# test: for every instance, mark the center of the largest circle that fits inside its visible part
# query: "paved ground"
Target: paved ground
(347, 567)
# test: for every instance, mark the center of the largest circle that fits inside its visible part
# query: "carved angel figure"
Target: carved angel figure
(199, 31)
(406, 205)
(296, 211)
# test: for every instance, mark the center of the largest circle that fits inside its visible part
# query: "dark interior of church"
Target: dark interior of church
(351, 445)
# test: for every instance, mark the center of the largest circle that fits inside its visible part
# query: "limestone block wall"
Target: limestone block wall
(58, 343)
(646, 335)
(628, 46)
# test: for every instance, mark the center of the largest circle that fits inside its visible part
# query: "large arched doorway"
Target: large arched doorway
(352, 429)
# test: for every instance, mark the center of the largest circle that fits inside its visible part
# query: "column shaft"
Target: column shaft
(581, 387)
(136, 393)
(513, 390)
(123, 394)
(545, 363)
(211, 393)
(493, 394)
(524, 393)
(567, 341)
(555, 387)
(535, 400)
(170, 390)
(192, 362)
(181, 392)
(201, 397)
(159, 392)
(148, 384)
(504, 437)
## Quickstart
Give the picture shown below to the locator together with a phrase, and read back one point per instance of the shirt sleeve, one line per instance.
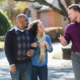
(50, 45)
(32, 40)
(67, 35)
(8, 47)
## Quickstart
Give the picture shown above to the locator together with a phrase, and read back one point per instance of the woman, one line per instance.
(43, 45)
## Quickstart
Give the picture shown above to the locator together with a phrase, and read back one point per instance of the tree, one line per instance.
(62, 9)
(4, 23)
(13, 8)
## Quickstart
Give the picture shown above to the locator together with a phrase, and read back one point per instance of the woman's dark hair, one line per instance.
(75, 7)
(33, 27)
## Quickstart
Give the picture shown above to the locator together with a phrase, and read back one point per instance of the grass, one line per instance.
(56, 54)
(1, 44)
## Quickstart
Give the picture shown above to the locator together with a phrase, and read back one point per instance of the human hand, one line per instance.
(13, 68)
(41, 44)
(30, 53)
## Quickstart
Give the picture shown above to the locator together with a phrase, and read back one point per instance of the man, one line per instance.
(18, 50)
(72, 33)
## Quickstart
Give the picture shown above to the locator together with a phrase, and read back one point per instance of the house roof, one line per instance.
(43, 7)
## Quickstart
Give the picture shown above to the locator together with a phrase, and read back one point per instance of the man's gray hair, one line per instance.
(21, 15)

» What you should do: Working from the lines above, reproduce the material exactly and exclude its pictures.

» Reply:
# test: for every instance, mark the center of the largest circle that fits inside its visible part
# query: "paved ground"
Target: paved ground
(347, 567)
# test: for every instance, mark the center of the largest circle that fits inside its visible part
# query: "carved angel figure"
Target: carved angel figure
(199, 31)
(406, 205)
(296, 211)
# test: for every instance, mark the center of the largest circle that fits inside its visible part
# query: "dark interior of church"
Target: dark interior of church
(351, 445)
# test: for every instance, mark the center of the largest circle that fits inside its visible part
# query: "limestone block wall"
Target: limestone block wall
(58, 343)
(646, 335)
(628, 46)
# test: for every instance, mark the center of the largest circle that fits inside its visible part
# query: "large arched doorway"
Target: large arched doorway
(352, 429)
# test: for every instance, mark the center of the largest circle that fits inside its visible part
# query: "column shaft"
Target: column shaft
(581, 387)
(136, 393)
(513, 390)
(123, 394)
(545, 363)
(211, 393)
(493, 394)
(524, 393)
(567, 341)
(555, 387)
(535, 400)
(170, 390)
(192, 362)
(181, 392)
(201, 397)
(159, 392)
(148, 384)
(504, 437)
## Quickstart
Give the picture shown below to the locator together with a phrase, and read back one point per instance of the shirt sleeve, one line per instance.
(50, 45)
(32, 40)
(67, 35)
(8, 47)
## Quickstart
Give the picture shown above to the locator together with a phrase, and read back one point per instance of the woman, one line per instance.
(43, 45)
## Quickstart
Give the picture shown above to the locator together with a phrase, and read back one point per instance of the tree, one line per instance.
(62, 9)
(4, 23)
(13, 8)
## Quickstart
Give the picture shown above to the locator together with a phrase, and read back one point per instance of the woman's dark hair, one line per instance.
(75, 7)
(33, 27)
## Quickstart
Give the picture shown above to the locator together with a phrase, and read back one point per instance of the grass, one line per instance.
(56, 54)
(1, 44)
## Quickstart
Give the picture shown above to the locator together with a phrase, and read back one point per instance of the human hand, one line per instance.
(13, 68)
(41, 44)
(30, 53)
## Quickstart
Give the picture shown above to the locator together with a phrase, and read back one point per instance of the man, one line per instance.
(18, 50)
(72, 33)
## Quickstart
Give the picture shown above to the locator together with a phrase, and read back one point per instance of the house roof, one line per instance.
(43, 7)
## Quickstart
Give the picture shown above to the locator together with a phrase, and read back one point per instance of the man's gray hair, one line per instance.
(21, 15)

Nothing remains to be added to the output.